**Goal of the exercise:** Give back, word for word, the line that contains "# indicate x" and every line that follows it in the data below.

**Material shown:**
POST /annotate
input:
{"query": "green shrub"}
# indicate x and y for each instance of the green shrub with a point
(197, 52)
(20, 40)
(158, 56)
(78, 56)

**Answer section:**
# indicate x and y for each instance of the green shrub with a point
(197, 52)
(20, 40)
(158, 56)
(78, 56)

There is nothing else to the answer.